━━━━━ DOCUMENT SEGMENT ━━━━━

Yep, that sounds about right. My ramblings of this afternoon were from memory, and while I don't think that I stated anything incoorectly, I was interested to find some extra facts when I pulled out my OED and Webster's 3rd. The former specifically contradicts the "technical" argument about the difference between the mantis genus and the order (then family) Mantodea and cites a source from 1645 that uses "mantis", "mantises" and "mantes" as the plurals. It cited an 1895 (very late for the OED) source for "mantid" and none for "mantids", though that isn't evidence against its usage. Webster's 3rd (1971) gives "mantis", "mantid", "mantises", "mantes", and "mantids", though, of course with no first citations. I find it a little odd that both dictionaries admit "mantes", surely the plural of Fr. "mante" ("Insecte a pattes anterieures ravisseuses." Is that cool or what?) but not the singular.

━━━━━ DATA ━━━━━

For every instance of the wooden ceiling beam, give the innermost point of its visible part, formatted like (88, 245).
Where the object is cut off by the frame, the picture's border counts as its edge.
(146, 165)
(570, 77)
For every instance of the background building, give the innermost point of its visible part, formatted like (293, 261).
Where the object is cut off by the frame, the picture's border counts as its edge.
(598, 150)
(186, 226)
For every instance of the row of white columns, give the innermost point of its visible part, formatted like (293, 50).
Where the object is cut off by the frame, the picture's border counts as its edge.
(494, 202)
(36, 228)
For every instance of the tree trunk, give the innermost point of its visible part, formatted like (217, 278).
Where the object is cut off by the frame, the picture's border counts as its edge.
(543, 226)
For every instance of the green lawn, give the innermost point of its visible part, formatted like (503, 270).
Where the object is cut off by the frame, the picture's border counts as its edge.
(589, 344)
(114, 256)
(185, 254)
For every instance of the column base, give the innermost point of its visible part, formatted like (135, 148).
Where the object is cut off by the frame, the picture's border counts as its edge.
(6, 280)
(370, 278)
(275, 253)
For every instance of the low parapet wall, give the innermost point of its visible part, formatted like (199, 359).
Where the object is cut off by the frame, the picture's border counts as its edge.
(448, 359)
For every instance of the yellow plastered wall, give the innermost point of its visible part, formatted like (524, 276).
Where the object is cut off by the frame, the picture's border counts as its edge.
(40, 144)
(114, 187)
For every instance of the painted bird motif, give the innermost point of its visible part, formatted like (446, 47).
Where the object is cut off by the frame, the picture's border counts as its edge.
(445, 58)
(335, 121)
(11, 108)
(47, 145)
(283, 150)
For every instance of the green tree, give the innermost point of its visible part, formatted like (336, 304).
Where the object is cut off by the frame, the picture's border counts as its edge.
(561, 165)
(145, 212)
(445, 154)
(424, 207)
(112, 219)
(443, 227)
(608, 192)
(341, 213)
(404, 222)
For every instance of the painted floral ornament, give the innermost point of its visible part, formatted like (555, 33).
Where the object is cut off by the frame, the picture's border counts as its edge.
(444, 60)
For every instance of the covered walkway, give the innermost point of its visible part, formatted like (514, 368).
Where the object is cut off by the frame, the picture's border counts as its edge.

━━━━━

▸ **DIRECTIONS**:
a) In the forum post on mantis plurals, what year is the OED's source for "mantid"?
b) Which words does Webster's 3rd give, according to the forum post on mantis plurals?
c) Carry the forum post on mantis plurals forward from its last sentence.
Nothing in the listing is needed here.

▸ **THE ANSWERS**:
a) 1895

b) "mantis", "mantid", "mantises", "mantes", "mantids"

c)
So now, Alex will get an A+ on his paper, and I, at least, feel ready for fresh fields and pastures new.


----------



## Katnapper (Jan 15, 2010)

PhilinYuma said:


> So now, Alex will get an A+ on his paper, and I, at least, feel ready for fresh fields and pastures new.


Andrew is writing the paper.


----------



## agent A (Jan 16, 2010)

PhilinYuma said:


> So now, Alex will get an A+ on his paper, and I, at least, feel ready for fresh fields and pastures new.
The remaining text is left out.